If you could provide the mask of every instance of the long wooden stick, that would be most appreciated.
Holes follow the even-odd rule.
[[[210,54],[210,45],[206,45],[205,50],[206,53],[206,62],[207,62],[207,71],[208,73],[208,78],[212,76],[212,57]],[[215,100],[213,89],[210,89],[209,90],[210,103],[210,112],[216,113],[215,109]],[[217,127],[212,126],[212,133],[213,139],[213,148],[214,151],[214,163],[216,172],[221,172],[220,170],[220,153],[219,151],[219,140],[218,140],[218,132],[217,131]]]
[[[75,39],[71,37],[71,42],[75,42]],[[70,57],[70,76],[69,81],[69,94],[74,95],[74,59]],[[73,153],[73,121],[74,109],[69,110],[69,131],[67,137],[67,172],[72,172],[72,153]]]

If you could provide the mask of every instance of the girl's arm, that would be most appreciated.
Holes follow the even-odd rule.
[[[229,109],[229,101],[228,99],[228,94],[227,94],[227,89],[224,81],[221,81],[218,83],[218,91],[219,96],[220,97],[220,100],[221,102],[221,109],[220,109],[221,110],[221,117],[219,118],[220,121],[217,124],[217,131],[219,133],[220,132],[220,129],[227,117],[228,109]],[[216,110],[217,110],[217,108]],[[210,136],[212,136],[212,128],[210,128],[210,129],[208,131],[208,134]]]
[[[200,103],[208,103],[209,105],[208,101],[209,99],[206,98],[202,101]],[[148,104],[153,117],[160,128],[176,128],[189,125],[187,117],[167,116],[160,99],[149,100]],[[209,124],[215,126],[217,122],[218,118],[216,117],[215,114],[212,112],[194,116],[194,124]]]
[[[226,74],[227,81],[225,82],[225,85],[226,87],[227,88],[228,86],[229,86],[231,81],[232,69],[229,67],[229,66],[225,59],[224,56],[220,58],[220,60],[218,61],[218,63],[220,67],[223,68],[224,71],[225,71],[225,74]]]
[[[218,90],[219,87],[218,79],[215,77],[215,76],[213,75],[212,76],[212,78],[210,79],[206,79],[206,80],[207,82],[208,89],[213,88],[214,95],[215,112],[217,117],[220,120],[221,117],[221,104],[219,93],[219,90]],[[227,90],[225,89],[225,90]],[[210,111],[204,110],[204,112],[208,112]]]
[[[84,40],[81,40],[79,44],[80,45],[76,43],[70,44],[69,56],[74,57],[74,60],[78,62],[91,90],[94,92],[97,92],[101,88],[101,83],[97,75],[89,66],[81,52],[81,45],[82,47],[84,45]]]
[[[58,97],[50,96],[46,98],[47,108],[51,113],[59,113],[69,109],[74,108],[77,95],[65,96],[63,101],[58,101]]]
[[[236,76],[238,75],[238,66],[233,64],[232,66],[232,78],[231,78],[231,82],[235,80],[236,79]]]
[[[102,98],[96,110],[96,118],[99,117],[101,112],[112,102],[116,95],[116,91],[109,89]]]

▶ Task requirements
Reproduce every line verbatim, from the line containing "arm, that would be most appreciated." down to the final line of the items above, including both of those lines.

▶ Output for this exercise
If you could provide the mask of every instance of the girl's arm, that would be most appreciated.
Holes follow the even-odd rule.
[[[229,109],[229,101],[228,99],[228,94],[227,94],[227,89],[224,81],[221,81],[218,83],[218,91],[219,96],[220,97],[220,100],[221,102],[221,109],[220,109],[221,110],[221,117],[219,118],[220,121],[217,124],[217,131],[219,133],[220,132],[220,129],[227,117],[228,109]],[[216,110],[217,110],[217,108]],[[210,136],[212,136],[212,128],[210,128],[210,129],[208,131],[208,134]]]
[[[200,103],[208,103],[209,105],[208,101],[209,99],[206,98],[202,101]],[[148,104],[153,117],[160,128],[176,128],[189,125],[187,117],[167,116],[160,99],[149,100]],[[209,124],[215,126],[217,122],[218,118],[216,117],[215,114],[212,112],[194,116],[194,124]]]
[[[226,74],[227,81],[225,82],[225,85],[226,87],[227,88],[228,86],[229,86],[231,81],[232,69],[229,67],[229,66],[225,59],[224,56],[220,58],[220,60],[218,61],[218,63],[220,67],[223,68],[224,71],[225,71],[225,74]]]
[[[218,90],[219,87],[218,79],[215,77],[215,76],[213,75],[212,76],[212,78],[210,79],[206,79],[206,80],[207,82],[208,89],[213,88],[214,95],[215,112],[217,117],[220,120],[221,117],[221,104],[219,93],[219,90]],[[227,90],[225,89],[225,90]],[[210,111],[204,110],[204,112],[208,112]]]
[[[84,40],[81,40],[79,44],[80,45],[76,43],[70,44],[69,56],[74,57],[74,60],[78,62],[91,90],[94,92],[97,92],[101,88],[101,83],[97,75],[89,66],[81,52],[81,45],[82,47],[84,45]]]
[[[58,97],[50,96],[46,98],[47,108],[51,113],[59,113],[69,109],[74,108],[77,95],[65,96],[63,101],[58,101]]]
[[[236,76],[238,75],[238,66],[233,64],[232,66],[232,78],[231,78],[231,82],[235,80],[236,79]]]
[[[102,98],[96,110],[96,118],[99,117],[101,112],[112,102],[116,95],[116,91],[109,89]]]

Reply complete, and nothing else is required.